◆ Written problem: Repeat exactly the lines from the line containing "Note to the class: point at the coiled" to the last line of the listing, including both.

◆ Records to use:
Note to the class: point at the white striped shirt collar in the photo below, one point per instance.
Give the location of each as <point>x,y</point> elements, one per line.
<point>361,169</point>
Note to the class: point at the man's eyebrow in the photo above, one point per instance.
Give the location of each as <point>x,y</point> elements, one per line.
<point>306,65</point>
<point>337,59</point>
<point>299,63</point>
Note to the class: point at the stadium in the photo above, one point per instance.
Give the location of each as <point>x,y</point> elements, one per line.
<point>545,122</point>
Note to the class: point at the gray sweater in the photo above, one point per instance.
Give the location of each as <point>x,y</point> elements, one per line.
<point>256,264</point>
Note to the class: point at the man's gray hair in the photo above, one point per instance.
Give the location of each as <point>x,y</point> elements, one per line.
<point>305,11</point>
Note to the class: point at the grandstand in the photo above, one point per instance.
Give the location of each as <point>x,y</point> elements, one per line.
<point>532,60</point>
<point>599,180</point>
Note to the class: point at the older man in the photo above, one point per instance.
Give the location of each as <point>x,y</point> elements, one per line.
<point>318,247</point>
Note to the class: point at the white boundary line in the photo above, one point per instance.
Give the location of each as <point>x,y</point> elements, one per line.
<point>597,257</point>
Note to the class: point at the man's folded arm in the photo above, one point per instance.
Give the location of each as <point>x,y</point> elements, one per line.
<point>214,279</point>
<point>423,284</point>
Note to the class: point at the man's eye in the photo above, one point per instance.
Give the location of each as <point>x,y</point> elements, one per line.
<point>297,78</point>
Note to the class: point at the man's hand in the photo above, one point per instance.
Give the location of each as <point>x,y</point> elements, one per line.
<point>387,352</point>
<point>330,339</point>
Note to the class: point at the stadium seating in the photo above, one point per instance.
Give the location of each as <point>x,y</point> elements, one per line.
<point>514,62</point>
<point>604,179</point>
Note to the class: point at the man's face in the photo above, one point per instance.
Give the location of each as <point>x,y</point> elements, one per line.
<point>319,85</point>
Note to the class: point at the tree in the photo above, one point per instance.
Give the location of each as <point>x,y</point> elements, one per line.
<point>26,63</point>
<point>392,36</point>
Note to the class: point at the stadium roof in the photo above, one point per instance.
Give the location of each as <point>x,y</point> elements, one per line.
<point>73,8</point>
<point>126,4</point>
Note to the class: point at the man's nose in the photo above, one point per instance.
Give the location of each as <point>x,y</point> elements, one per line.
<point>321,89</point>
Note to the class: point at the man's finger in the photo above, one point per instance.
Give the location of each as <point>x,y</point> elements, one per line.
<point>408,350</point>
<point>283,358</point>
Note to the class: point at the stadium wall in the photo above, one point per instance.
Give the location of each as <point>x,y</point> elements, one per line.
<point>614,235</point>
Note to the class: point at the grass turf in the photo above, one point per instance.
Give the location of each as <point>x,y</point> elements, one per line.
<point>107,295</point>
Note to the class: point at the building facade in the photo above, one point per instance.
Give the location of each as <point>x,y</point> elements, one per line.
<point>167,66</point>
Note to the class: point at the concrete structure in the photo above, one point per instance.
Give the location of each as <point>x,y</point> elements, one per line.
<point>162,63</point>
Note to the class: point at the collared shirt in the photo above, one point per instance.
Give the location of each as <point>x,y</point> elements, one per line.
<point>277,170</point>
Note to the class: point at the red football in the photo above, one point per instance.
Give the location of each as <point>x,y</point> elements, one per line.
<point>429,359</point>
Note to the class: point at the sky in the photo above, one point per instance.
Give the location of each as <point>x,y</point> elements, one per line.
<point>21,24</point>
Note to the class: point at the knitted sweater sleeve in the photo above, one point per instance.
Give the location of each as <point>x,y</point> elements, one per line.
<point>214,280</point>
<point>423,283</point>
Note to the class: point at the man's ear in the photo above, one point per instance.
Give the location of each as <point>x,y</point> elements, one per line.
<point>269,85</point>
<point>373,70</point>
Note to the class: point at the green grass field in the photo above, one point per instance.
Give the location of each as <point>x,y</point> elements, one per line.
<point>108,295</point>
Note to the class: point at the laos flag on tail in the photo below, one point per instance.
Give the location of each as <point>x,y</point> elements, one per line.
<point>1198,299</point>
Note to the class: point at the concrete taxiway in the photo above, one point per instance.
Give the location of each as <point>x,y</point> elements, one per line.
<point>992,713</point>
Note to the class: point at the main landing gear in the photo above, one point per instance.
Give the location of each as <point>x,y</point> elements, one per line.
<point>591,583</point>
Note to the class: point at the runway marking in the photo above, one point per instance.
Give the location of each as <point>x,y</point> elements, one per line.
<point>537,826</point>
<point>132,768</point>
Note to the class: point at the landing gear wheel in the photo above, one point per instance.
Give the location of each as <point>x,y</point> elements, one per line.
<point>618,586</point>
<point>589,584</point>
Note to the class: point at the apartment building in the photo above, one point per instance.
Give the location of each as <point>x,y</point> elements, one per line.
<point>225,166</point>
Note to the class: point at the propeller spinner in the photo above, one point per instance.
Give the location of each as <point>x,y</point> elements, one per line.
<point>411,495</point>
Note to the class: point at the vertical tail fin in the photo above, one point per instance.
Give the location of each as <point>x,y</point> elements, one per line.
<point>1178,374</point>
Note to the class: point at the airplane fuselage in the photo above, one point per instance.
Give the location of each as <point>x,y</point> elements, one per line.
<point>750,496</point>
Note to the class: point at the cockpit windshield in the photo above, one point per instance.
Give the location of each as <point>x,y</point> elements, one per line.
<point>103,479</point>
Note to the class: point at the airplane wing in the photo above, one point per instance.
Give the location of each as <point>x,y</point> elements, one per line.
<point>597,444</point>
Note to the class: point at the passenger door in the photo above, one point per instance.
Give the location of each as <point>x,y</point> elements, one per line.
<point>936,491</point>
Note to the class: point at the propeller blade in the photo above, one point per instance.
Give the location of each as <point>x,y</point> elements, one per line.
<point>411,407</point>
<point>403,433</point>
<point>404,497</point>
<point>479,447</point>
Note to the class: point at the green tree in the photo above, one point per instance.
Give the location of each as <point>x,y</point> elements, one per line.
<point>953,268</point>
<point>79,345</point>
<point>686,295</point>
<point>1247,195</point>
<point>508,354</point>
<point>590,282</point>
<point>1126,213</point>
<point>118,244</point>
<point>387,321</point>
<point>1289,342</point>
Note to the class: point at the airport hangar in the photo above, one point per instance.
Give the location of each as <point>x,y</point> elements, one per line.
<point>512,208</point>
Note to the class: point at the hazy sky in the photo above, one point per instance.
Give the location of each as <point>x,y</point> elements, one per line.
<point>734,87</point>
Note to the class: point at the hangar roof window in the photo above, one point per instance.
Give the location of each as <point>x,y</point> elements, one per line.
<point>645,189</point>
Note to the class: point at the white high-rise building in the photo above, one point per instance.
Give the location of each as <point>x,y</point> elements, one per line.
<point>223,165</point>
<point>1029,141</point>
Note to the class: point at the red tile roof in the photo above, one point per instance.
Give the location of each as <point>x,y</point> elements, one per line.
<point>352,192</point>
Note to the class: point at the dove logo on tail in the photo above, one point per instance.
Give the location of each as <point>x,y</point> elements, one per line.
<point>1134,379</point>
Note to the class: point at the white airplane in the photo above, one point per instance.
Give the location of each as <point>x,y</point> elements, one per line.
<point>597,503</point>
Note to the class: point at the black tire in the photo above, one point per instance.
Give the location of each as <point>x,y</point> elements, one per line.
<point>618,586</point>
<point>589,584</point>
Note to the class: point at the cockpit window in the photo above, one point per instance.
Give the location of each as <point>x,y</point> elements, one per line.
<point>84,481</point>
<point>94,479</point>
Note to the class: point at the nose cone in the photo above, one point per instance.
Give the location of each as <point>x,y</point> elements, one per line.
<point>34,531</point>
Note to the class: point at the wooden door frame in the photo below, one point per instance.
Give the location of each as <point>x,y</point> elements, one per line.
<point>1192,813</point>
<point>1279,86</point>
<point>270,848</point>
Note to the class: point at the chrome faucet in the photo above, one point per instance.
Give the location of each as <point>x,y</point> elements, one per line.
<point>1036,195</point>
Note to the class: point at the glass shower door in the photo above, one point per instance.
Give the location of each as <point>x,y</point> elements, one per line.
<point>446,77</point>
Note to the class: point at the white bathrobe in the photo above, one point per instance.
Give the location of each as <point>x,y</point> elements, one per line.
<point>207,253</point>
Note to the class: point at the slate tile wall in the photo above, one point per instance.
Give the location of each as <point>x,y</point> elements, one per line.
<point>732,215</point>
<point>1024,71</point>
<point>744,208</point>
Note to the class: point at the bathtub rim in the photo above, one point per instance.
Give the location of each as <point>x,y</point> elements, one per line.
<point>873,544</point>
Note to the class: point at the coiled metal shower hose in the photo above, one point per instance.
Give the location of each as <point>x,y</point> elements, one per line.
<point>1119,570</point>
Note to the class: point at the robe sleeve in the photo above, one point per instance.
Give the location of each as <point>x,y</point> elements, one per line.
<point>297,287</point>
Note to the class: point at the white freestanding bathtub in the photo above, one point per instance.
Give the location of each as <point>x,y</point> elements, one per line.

◆ Answer:
Note to the class: point at the coiled metal shower hose in the photo above, one point per instance.
Give the location of each as <point>x,y</point> elements, one per line.
<point>1119,570</point>
Note to the class: point at the robe sleeve in the photo above, one point per instance.
Give the location of each as <point>x,y</point> elements, one per line.
<point>297,287</point>
Note to the class: point at the white freestanding bathtub in the photo above, one point per instance.
Give the location of each as <point>x,y</point> elements, one per line.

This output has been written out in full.